3.5.2. Forecast Temporal Distribution (RQ5)

Figure 13 illustrates the preferences for temporal granularity in traffic congestion forecasting for the selected studies. The analysis indicated a predominance of short-term predictions, with hourly forecasting being the most common approach (36%), followed by minute-level prediction (34%). These high-frequency prediction intervals constitute 70% of all the studies, reflecting the operational demands of intelligent transportation systems that require real-time or near-real-time congestion state estimation for adaptive traffic management. Daily forecasting accounted for 16% of the studies, serving medium-term planning applications, whereas ultra-short-term prediction (every second) comprised 7% of the research focus. Long-term forecasting approaches (weekly: 2%, monthly: 1%) have received minimal attention, suggesting limited research interest in strategic planning horizons. The 4% generic category represents studies with flexible temporal frameworks adaptable to various operational contexts. This distribution pattern underscores the field’s emphasis on operational decision support rather than strategic planning, with a combined preference for sub-hourly intervals (41%), highlighting the critical importance of real-time responsiveness in modern traffic management systems. The temporal granularity preferences align with the practical requirements of dynamic route guidance, adaptive signal control, and incident response applications, which are central to an intelligent transportation infrastructure.

3.5.3. Parameter Utilization Patterns and Data Source Analysis (RQ6)

To systematically address Research Question 6 concerning the traffic metrics utilized in congestion forecasting research, this analysis commences by establishing standardized definitions of the forecast parameters identified across the selected studies. The subsequent parameter classifications adhere to the road dictionary specifications established by PIARC [126], thereby providing a foundational understanding of the subsequent utilization pattern analysis. Traditional traffic monitoring parameters include the following.

• Traffic flow (flow rate): The number of vehicles or persons passing a given point per unit of time.
• Traffic speed: The distance a vehicle travels divided by the travel time.
• Traffic volume: The number of vehicles or persons passing a point during a defined period.
• Traffic density (traffic concentration): The number of vehicles occupying a unit length of road, carriageway, or lane at a specified time, excluding parked vehicles.
• Travel time (journey time, route time): The time spent between two defined points when relevant, including parking, walking, waiting, and changing mode.
• Traffic occupancy: For a given cross or short longitudinal section and time interval, the percentage of time the road is occupied by one or more vehicles or people. syn: occupancy percentage and occupancy time, respectively.
• Mileage ratio: The length in miles per vehicle.
• Event-Based data: Data related to event that occurs during traffic
• Weather data: Weather data provides information about the weather and climate of a region.

_Job 1:_ In the traffic congestion forecasting extract, why do hourly and minute-level predictions make up most of the studies? Answer in one to three sentences.
_Job 2:_ Proceed with the traffic congestion forecasting extract, starting right after its final sentence.
The records are material separate from the text.

_Raw records:_
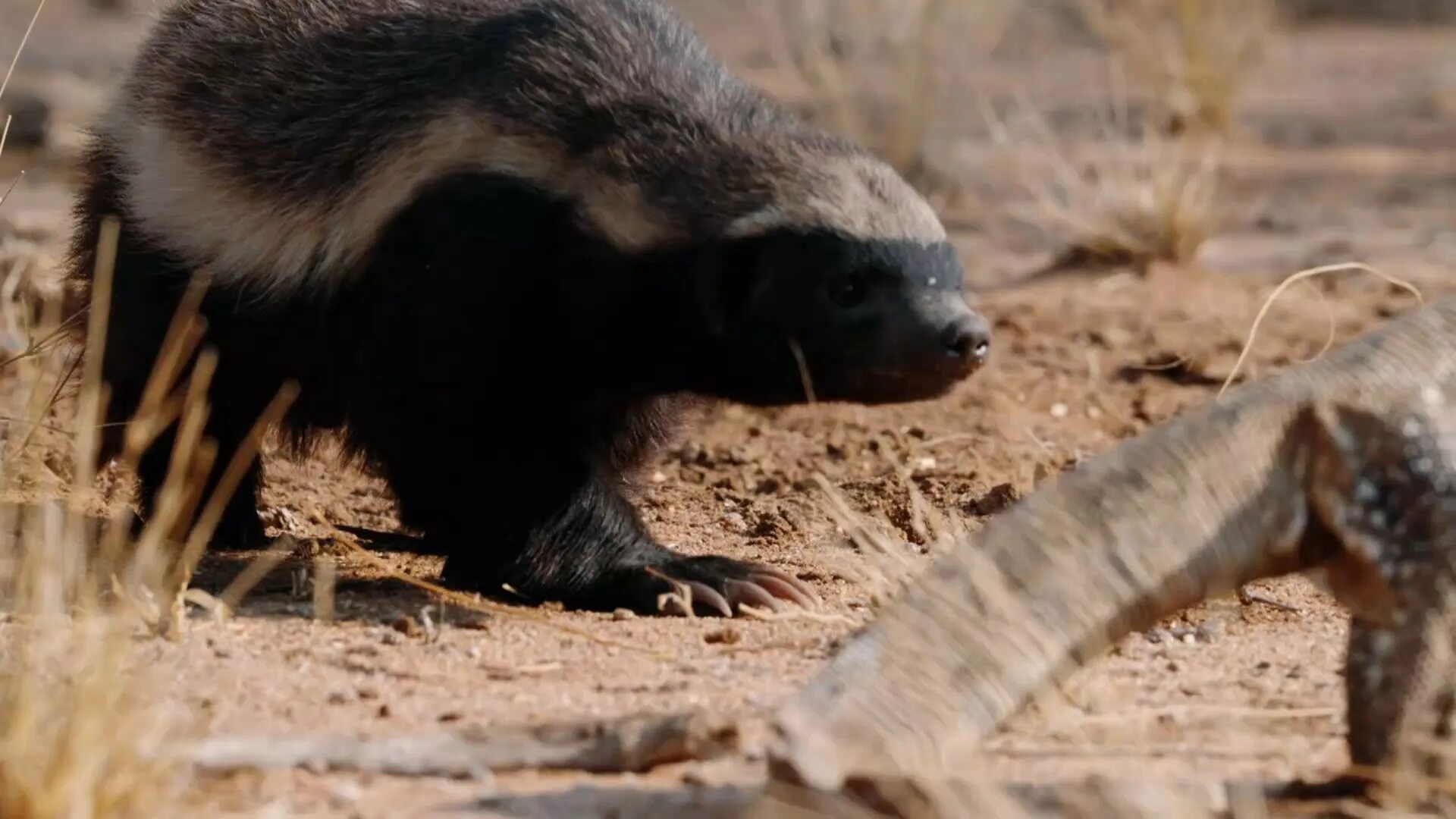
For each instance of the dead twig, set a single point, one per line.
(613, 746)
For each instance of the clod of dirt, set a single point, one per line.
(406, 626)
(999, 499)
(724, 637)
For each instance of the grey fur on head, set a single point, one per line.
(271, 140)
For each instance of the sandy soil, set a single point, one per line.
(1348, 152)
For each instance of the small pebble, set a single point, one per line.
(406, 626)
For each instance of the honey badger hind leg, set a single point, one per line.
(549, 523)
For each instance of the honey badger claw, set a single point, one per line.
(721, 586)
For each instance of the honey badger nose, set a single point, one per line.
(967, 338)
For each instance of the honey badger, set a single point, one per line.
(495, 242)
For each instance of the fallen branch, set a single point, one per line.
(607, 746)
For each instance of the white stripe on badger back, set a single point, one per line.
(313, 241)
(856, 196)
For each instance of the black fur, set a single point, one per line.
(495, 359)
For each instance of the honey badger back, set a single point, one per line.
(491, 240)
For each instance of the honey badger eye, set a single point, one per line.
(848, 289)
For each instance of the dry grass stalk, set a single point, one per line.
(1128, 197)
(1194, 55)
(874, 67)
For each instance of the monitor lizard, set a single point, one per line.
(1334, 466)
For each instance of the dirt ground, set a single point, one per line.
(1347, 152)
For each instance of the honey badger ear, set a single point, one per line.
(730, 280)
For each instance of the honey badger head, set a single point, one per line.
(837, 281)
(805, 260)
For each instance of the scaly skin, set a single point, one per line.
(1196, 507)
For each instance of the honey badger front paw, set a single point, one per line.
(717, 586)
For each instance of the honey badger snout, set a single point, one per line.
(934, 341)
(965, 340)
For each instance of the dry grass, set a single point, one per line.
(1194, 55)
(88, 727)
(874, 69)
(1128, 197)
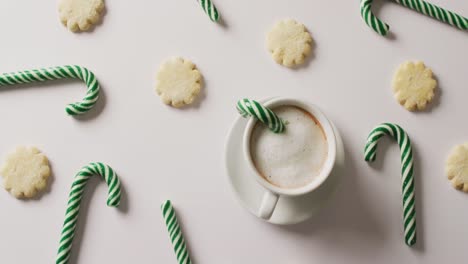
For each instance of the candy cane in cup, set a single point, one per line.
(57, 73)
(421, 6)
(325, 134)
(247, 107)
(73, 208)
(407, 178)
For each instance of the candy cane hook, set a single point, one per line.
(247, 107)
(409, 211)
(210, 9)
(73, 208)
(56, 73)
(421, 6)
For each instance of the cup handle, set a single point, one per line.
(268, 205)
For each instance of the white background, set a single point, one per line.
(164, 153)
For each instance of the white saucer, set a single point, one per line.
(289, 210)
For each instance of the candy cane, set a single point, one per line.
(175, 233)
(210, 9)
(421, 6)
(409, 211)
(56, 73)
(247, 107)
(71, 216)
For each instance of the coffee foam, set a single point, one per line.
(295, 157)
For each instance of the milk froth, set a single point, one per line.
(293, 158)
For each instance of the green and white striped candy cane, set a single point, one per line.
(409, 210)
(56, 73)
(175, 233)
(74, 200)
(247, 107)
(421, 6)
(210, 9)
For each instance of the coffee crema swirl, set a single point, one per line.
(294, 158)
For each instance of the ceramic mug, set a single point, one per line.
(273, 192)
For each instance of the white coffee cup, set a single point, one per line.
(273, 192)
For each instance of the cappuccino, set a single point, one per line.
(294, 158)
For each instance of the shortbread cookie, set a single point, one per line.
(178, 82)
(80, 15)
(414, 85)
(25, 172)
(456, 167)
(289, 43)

_Exercise answer 1:_ Hourly and minute-level predictions together account for 70% of the studies. This reflects the operational demands of intelligent transportation systems, which need real-time or near-real-time congestion state estimation for adaptive traffic management.

_Exercise answer 2:_
• GPS data: Data provided by a geolocation system using satellite signals to identify positions on a map.
• Map data refer to any content, data, or information provided through a map, but are not limited to imagery, terrain data, latitude, and longitude coordinates.
• Social media data: Any type of data related to traffic conditions that can be gathered through social media.

The comprehensive parameter analysis (Figure 14) reveals distinct utilization patterns that reflect the characteristics of the congestion types and modeling requirements. Traditional traffic flow parameters demonstrate the highest utilization in recurrent congestion research. Flow (56 studies) and speed (55 studies) were the primary data sources, followed by volume (27 studies), travel time (19 studies), and density (10 studies). These patterns underscore the predictable nature of recurrent congestion that facilitates sensor-based monitoring.

Research on nonrecurrent congestion highlights distinct parameter priorities. While flow (20 studies) and speed (19 studies) remained significant, event-based data assumed increased importance (18 studies), underscoring the incident-driven nature of nonrecurrent congestion. In addition, weather data (nine studies), GPS/map data (seven studies), and travel time (seven studies) were pertinent for monitoring dynamic conditions, suggesting the need for methodological adaptations to address unpredictable congestion scenarios.

The distribution of the parameters revealed fundamental methodological distinctions between the types of congestion. Specifically, nonrecurrent congestion necessitates diverse real-time data integration strategies, whereas recurrent congestion favors pattern-based modeling approaches. This analysis highlights the potential advancements in sensor integration and utilization of external data sources within comprehensive congestion-management systems.

3.6. Infrastructure Context and Implementation Framework Analysis (RQ4 + RQ6)

3.6.1. Vehicle Type Coverage and Research Scope Assessment (RQ4)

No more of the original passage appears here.